What you will do
Write out the passage on Paul's encounter near Damascus from "The Church is an" to "the Trinitarian communion.".

Selected passage
His encounter with the Risen Lord on the way to Damascus reveals the ground of his ecclesiology.
(Acts 9: 1-22): We read, “Now as he journeyed he approached Damascus, and suddenly a light from heaven flashed about him.And he fell to the ground and heard a voice saying to Him, “Saul, Saul, why do you persecute Me?” And he said, “Who are you, Lord?” And He said, “I am Jesus, whom you are persecuting.”
The voice Paul (then Saul) heard from heaven asked him why he persecuted “Me”. Saul had never met Jesus in the flesh. He had however persecuted the Church. Jesus is identified with the Church and her members. He is really, truly present in His Body on the earth. In the words of St. Augustine, the “whole Christ” cannot be separated, “the body as a unity cannot be separated from the head.”
The Church is an encounter with that whole Christ, the Risen Lord. He is ther Head and the Church is the Body. It is an entrance through Him into the Trinitarian communion.

Dataset records
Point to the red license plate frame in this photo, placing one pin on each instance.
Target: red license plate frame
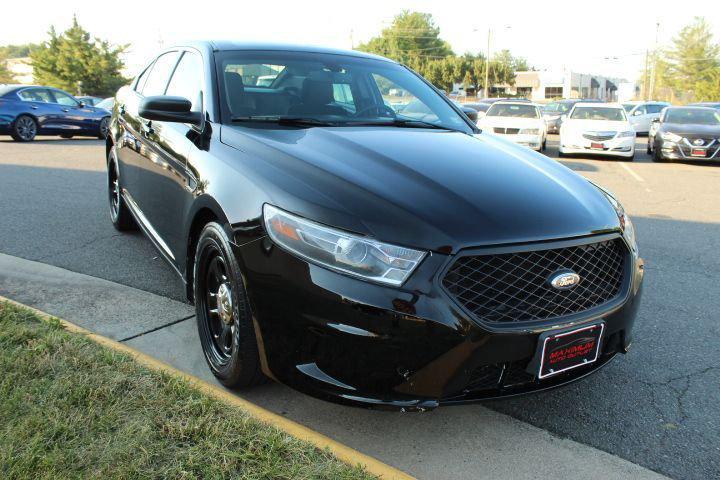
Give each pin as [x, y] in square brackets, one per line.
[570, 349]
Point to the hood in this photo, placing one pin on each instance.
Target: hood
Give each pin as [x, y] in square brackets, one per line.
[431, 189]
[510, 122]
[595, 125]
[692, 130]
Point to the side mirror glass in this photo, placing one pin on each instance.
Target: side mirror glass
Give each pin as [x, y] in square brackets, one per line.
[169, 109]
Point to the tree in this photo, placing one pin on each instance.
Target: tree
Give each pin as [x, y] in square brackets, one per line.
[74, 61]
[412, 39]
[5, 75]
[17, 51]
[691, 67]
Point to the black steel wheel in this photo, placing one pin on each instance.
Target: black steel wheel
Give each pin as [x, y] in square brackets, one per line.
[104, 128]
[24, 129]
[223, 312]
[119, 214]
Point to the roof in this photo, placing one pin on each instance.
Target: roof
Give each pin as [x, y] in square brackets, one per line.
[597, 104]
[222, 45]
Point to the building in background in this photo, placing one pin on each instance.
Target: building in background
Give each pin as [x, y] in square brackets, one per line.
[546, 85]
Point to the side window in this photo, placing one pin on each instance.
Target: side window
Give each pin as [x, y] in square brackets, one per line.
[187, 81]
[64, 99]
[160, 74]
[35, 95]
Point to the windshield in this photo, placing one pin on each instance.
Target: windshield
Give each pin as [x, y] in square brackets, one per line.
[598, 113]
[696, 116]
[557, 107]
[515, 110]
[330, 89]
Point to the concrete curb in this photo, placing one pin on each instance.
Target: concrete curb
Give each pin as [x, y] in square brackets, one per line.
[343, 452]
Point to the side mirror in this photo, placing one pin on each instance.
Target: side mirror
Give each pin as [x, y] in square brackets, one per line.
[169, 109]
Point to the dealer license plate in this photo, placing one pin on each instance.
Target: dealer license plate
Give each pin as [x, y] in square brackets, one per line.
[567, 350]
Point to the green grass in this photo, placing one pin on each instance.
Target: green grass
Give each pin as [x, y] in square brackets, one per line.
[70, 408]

...

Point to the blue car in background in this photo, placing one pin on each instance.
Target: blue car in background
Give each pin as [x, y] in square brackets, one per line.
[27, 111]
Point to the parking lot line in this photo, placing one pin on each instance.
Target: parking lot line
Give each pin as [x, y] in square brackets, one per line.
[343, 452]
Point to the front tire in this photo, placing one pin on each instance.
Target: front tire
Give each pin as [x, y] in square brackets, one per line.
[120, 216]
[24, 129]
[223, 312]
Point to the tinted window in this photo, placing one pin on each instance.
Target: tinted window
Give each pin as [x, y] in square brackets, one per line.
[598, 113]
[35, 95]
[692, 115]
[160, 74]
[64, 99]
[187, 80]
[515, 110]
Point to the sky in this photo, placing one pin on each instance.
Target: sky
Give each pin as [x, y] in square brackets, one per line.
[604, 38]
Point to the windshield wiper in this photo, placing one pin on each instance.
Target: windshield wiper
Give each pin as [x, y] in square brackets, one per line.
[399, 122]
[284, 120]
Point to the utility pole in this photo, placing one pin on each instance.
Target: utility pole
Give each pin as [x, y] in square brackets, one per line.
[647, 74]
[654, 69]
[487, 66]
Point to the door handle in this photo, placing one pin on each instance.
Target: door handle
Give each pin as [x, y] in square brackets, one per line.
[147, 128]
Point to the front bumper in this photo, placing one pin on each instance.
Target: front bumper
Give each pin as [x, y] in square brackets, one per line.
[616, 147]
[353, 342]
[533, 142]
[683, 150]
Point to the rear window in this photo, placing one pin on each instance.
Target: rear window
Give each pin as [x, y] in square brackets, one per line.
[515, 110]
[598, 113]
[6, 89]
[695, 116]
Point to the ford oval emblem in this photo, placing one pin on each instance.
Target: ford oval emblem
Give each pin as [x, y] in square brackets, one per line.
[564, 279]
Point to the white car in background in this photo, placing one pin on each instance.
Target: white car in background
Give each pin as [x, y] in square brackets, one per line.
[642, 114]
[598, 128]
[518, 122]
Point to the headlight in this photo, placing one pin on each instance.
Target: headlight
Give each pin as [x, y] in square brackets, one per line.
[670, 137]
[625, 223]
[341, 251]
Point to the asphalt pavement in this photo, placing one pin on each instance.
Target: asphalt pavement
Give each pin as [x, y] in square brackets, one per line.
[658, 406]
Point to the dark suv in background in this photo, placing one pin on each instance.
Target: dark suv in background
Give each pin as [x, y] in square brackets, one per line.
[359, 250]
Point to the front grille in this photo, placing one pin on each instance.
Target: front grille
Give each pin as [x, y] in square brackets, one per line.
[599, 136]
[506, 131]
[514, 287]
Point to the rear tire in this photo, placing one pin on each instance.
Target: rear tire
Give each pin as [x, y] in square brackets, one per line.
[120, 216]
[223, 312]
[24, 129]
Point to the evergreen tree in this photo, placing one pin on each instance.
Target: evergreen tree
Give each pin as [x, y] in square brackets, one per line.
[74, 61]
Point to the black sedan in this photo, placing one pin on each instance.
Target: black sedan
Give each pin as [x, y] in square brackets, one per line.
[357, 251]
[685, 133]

Reply to the task
The Church is an encounter with that whole Christ, the Risen Lord. He is ther Head and the Church is the Body. It is an entrance through Him into the Trinitarian communion.